## Work to complete
**A.** Reproduce everything from "How to recognize" down to "parts of yourself." in the essay on body, soul, and spirit.
**B.** In the essay on body, soul, and spirit, when does healing happen most effectively?
**C.** Pick up the essay on body, soul, and spirit after its final sentence and keep writing it.

Given passage Start Marker

Which Part of You Is Speaking? Body, Soul, or Spirit

Which Part of You Is Speaking? Body, Soul, or Spirit

How to recognize body signals, soul responses, and spirit guidance

As some of you may have read in my embodiment post, you may already have a sense of how important it is to connect with the body.

The other day during meditation, I found myself silently talking to my body—simple phrases like, “How do you feel tonight?” “Where are you achy right now?” “What’s bothering you in your shoulder?”

As I did this, something in me became curious.

What part of my consciousness is actually trying to connect with my body?
Is it my mind talking to my body, even though my mind often feels separate from my physical self?
Is it my soul trying to reconnect?
What is this inner dialogue, really?

Then there’s another familiar experience—an inner monologue that can feel like a debate between two parts of yourself.

“I want to go to this event.”
“No, I really don’t. I’d rather stay home.”
“It would be good for me to socialize.”
“I don’t want to socialize.”

If you’re anything like me—and like a large portion of the population—you’ve experienced similar inner conversations.

This curiosity led me to explore the experience more deeply: connecting to different parts of myself. What is the body, separate from the soul and separate from spirit? How do they interact or overlap? I went down a quiet rabbit hole, investigating the differences and similarities—not to label myself, but to listen more accurately.

Why This Topic Matters

Healing happens most effectively when we address the correct layer.

So often, we try to think our way out of body sensations, spiritually override emotional wounds, or push ourselves forward without realizing our nervous system doesn’t yet feel safe. When we don’t know which part of us is speaking, we can easily confuse protection with truth, or intuition with anxiety.

Given passage End Marker
Stored data Start Marker

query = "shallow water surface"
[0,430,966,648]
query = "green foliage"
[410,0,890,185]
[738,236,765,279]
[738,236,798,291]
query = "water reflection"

Stored data End Marker

## Task-by-task answers
**A.**
How to recognize body signals, soul responses, and spirit guidance

As some of you may have read in my embodiment post, you may already have a sense of how important it is to connect with the body.

The other day during meditation, I found myself silently talking to my body—simple phrases like, “How do you feel tonight?” “Where are you achy right now?” “What’s bothering you in your shoulder?”

As I did this, something in me became curious.

What part of my consciousness is actually trying to connect with my body?
Is it my mind talking to my body, even though my mind often feels separate from my physical self?
Is it my soul trying to reconnect?
What is this inner dialogue, really?

Then there’s another familiar experience—an inner monologue that can feel like a debate between two parts of yourself.

**B.** When we address the correct layer.

**C.**
Learning the difference between body signals, soul responses, and spirit awareness has helped me approach healing with more gentleness, clarity, and trust. Instead of overriding parts of myself, I’ve learned to listen to them differently. That’s why this topic matters to me—and why it may matter to you, too.

The Body (Physical Form + Nervous System)

The body is the most physical and tangible part of our existence. It is responsible for safety, sensation, survival, and regulation. It keeps us alive, moving, breathing, and functioning—often without us needing to think about it at all.

The body communicates through sensation rather than language. Tension, fatigue, pain, shallow breathing, digestive changes, or a sense of overwhelm are all ways the body speaks. When the body is ignored or overridden, these signals often grow louder until they are noticed and tended to.

Thoughts arising here often feel looping, urgent, anxious, over-explained, or overly analytical. They are not wrong—they are protective. They are trying to keep us safe.

But protection is not the same as guidance.

The Soul (Emotion, Identity, and Memory)

The soul is often confused with spirit, but it is distinct.

The soul acts as the bridge between spirit and body when interpretation is needed. It holds our emotional experience, identity, memory, and meaning. I find it helpful to view the soul through three expressions—not as fixed anatomy, but as a working lens for understanding experience.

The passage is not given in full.